> **待办任务**:
(1) 请照原样抄录三维凸包题解中从“http://acm.hdu.edu.cn/showproblem.php?pid=3662”到“時間複雜度\(O(n^2)\)。”之间的内容，首尾都包括在内。
(2) 三维凸包题解的代码用 #include 引入了哪些头文件？请全部列出。

> **正文段落**:
+-------+
【HDU 3662】3D Convex Hull

http://acm.hdu.edu.cn/showproblem.php?pid=3662
求給定空間中的點的三維凸包上有多少個面。
用增量法，不斷加入點，把新加的點能看到的面都刪掉，不能看到的面與能看到的面的棱與新點相連構成一個新的三角形面。
這樣的面全都是三角形，注意最後統計答案時要把重合的面算成一個。
時間複雜度\(O(n^2)\)。

#include<cmath>
#include<cstdio>
#include<cstring>
#include<algorithm>
using namespace std;

const int N = 303;
const double eps = 1e-6;

struct Point {
    double x, y, z;
    Point(double _x = 0, double _y = 0, double _z = 0) : x(_x), y(_y), z(_z) {}
    Point operator + (const Point &A) const {
        return Point(x + A.x, y + A.y, z + A.z);
    }
    Point operator - (const Point &A) const {
        return Point(x - A.x, y - A.y, z - A.z);
    }
    double operator * (const Point &A) const {
        return x * A.x + y * A.y + z * A.z;
    }
    Point operator ^ (const Point &A) const {
        return Point(y * A.z - z * A.y, z * A.x - x * A.z, x * A.y - y * A.x);
    }
    double sqrlen() {
        return x * x + y * y + z * z;
    }
} P[N];

struct Face {
    int a, b, c; bool ex;
    Face(int _a = 0, int _b = 0, int _c = 0, bool _ex = false) : a(_a), b(_b), c(_c), ex(_ex) {}
} F[N * N];

int n, ftot, LeftFace[N][N];

void insFace(int a, int b, int c, int n1, int n2, int n3) {
    F[++ftot] = (Face) {a, b, c, true};
    LeftFace[a][b] = LeftFace[b][c] = LeftFace[c][a] = ftot;
    LeftFace[b][a] = n1;
    LeftFace[c][b] = n2;
    LeftFace[a][c] = n3;
}

bool visible(int f, int p) {
    Point a = P[F[f].b] - P[F[f].a], b = P[F[f].c] - P[F[f].a];
    return (P[p] - P[F[f].a]) * (a ^ b) > eps;
}

int st, to[N], ps[N], pt[N], ptot = 0, pf[N];

void dfs(int x, int s, int t, int p) {
    if (F[x].ex == false) return;
    
    if (visible(x, p))
        F[x].ex = false;
    else {
        to[st = s] = t;
        return;
    }
    
    dfs(LeftFace[F[x].b][F[x].a], F[x].a, F[x].b, p);
    dfs(LeftFace[F[x].c][F[x].b], F[x].b, F[x].c, p);
    dfs(LeftFace[F[x].a][F[x].c], F[x].c, F[x].a, p);
}

Point ff;
void dfs2(int x) {
    if (F[x].ex == false) return;
    
    Point now = (P[F[x].b] - P[F[x].a]) ^ (P[F[x].c] - P[F[x].a]);
    if (fabs(now * ff - sqrt(now.sqrlen() * ff.sqrlen())) < 1e-6)
+-------+
点标注数据
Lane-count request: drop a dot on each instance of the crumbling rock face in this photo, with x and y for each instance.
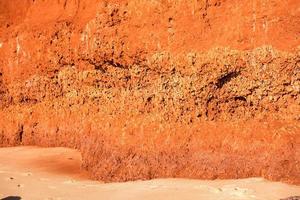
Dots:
(148, 89)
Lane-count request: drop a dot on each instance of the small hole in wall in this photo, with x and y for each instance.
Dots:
(240, 98)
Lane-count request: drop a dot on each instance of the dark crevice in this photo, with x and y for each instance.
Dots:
(20, 134)
(240, 98)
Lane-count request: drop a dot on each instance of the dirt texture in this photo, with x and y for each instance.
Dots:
(147, 89)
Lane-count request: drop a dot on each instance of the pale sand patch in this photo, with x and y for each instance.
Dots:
(34, 173)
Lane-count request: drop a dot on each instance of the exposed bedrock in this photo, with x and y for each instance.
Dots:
(148, 89)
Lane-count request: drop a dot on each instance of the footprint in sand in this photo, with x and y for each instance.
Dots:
(69, 182)
(234, 191)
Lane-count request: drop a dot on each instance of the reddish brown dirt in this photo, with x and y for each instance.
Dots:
(145, 89)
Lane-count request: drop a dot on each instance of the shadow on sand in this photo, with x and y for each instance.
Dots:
(12, 198)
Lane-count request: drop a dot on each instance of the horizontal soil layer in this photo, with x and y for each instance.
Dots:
(148, 89)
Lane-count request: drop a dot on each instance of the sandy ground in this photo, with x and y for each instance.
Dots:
(54, 173)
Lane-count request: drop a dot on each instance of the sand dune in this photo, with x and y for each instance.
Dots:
(54, 174)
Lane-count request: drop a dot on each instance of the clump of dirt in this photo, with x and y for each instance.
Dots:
(148, 93)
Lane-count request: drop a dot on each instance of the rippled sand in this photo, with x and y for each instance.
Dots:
(54, 173)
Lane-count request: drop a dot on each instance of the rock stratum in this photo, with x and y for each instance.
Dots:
(154, 88)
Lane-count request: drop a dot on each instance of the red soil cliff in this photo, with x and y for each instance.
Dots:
(146, 89)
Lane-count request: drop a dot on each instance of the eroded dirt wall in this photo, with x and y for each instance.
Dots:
(147, 89)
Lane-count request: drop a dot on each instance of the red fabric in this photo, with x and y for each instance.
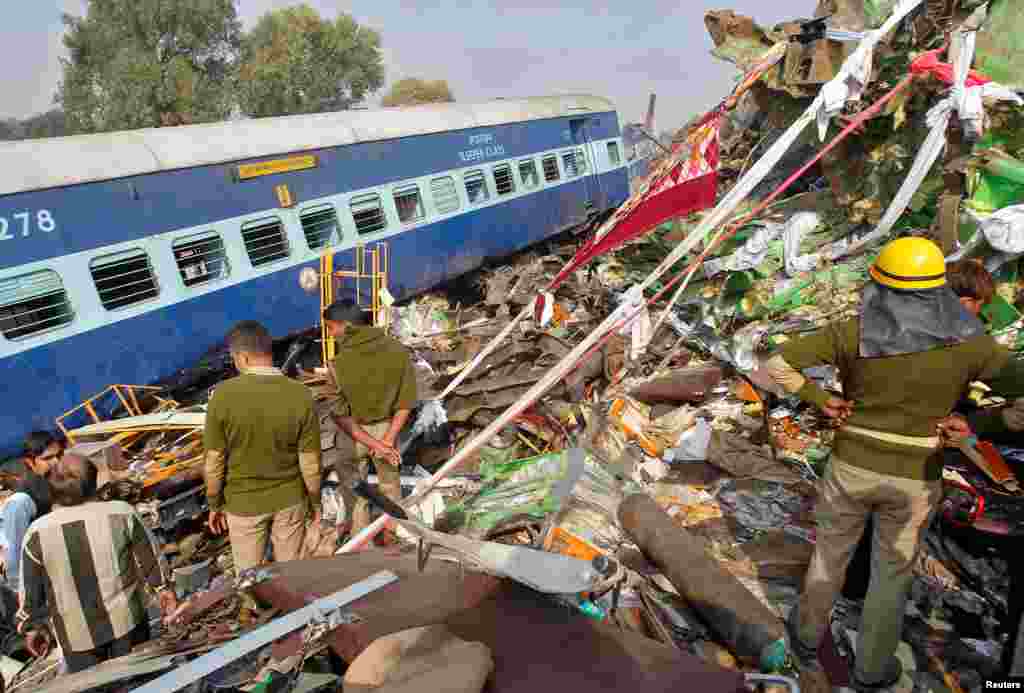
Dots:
(929, 63)
(675, 195)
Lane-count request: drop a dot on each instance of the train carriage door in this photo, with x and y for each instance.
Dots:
(582, 140)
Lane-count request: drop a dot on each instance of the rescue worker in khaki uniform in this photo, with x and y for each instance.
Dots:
(376, 394)
(904, 362)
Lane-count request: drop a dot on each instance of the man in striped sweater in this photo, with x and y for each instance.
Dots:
(84, 567)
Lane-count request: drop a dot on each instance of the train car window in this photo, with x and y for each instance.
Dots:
(527, 173)
(550, 165)
(476, 187)
(368, 213)
(124, 278)
(201, 258)
(581, 162)
(613, 154)
(320, 224)
(265, 241)
(33, 303)
(445, 195)
(409, 204)
(568, 161)
(504, 181)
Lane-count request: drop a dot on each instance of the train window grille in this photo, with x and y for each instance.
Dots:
(33, 303)
(410, 204)
(476, 187)
(201, 258)
(613, 154)
(320, 224)
(265, 242)
(527, 173)
(504, 182)
(124, 278)
(368, 214)
(568, 161)
(550, 165)
(581, 162)
(445, 195)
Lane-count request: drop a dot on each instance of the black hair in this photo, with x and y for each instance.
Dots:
(68, 486)
(37, 442)
(250, 337)
(346, 310)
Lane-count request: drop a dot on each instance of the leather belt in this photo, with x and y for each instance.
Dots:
(930, 442)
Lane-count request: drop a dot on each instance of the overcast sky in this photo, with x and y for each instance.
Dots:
(624, 50)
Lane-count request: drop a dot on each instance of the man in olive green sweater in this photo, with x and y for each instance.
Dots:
(262, 455)
(376, 393)
(904, 362)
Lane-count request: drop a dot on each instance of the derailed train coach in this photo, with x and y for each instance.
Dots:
(125, 257)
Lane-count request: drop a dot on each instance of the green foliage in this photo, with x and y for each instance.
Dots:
(413, 91)
(293, 61)
(135, 63)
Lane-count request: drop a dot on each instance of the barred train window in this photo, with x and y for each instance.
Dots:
(568, 161)
(527, 172)
(409, 204)
(581, 162)
(33, 303)
(550, 165)
(368, 213)
(265, 241)
(613, 154)
(445, 196)
(201, 258)
(476, 187)
(504, 181)
(320, 224)
(124, 278)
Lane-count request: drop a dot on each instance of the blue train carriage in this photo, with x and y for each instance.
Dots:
(126, 256)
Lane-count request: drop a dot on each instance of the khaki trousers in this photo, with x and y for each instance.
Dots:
(902, 509)
(351, 465)
(286, 530)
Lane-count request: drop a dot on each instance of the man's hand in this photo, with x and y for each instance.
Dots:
(953, 430)
(168, 602)
(387, 452)
(38, 643)
(838, 409)
(217, 522)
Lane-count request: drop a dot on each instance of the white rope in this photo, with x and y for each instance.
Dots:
(711, 221)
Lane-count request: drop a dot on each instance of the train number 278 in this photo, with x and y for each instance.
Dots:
(25, 221)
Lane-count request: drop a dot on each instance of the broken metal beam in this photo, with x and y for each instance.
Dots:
(208, 663)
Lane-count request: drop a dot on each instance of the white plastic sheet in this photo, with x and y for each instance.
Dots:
(722, 212)
(797, 227)
(1005, 229)
(692, 444)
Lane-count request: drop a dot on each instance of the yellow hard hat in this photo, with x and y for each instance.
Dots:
(910, 264)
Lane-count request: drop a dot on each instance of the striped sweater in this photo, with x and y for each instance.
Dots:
(82, 570)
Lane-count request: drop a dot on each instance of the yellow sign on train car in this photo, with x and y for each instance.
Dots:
(246, 171)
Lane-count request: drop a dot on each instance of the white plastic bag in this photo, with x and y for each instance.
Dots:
(693, 443)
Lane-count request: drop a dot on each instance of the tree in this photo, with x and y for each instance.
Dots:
(136, 63)
(294, 62)
(412, 91)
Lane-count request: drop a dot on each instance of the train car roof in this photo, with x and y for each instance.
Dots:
(38, 164)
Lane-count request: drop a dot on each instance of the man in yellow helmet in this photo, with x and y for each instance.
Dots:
(904, 362)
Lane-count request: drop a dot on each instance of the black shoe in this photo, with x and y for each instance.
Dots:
(892, 678)
(806, 655)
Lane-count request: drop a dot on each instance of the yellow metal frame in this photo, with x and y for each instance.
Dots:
(128, 394)
(379, 262)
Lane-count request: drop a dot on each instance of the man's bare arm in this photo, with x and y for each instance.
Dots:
(215, 470)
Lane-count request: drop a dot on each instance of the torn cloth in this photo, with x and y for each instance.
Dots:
(896, 322)
(743, 460)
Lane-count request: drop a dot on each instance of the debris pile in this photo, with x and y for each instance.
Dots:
(666, 476)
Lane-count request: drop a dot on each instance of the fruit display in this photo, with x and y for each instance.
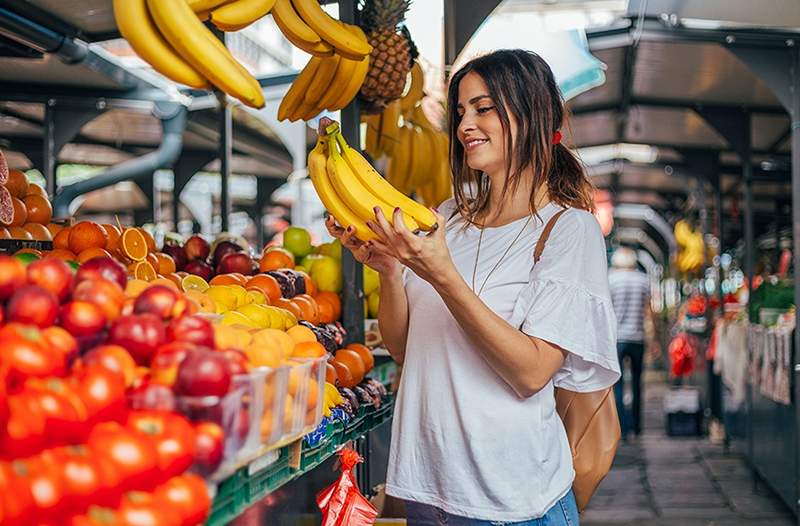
+-------+
> **参考答案**:
(1)
http://acm.hdu.edu.cn/showproblem.php?pid=3662
求給定空間中的點的三維凸包上有多少個面。
用增量法，不斷加入點，把新加的點能看到的面都刪掉，不能看到的面與能看到的面的棱與新點相連構成一個新的三角形面。
這樣的面全都是三角形，注意最後統計答案時要把重合的面算成一個。
時間複雜度\(O(n^2)\)。

(2) cmath、cstdio、cstring、algorithm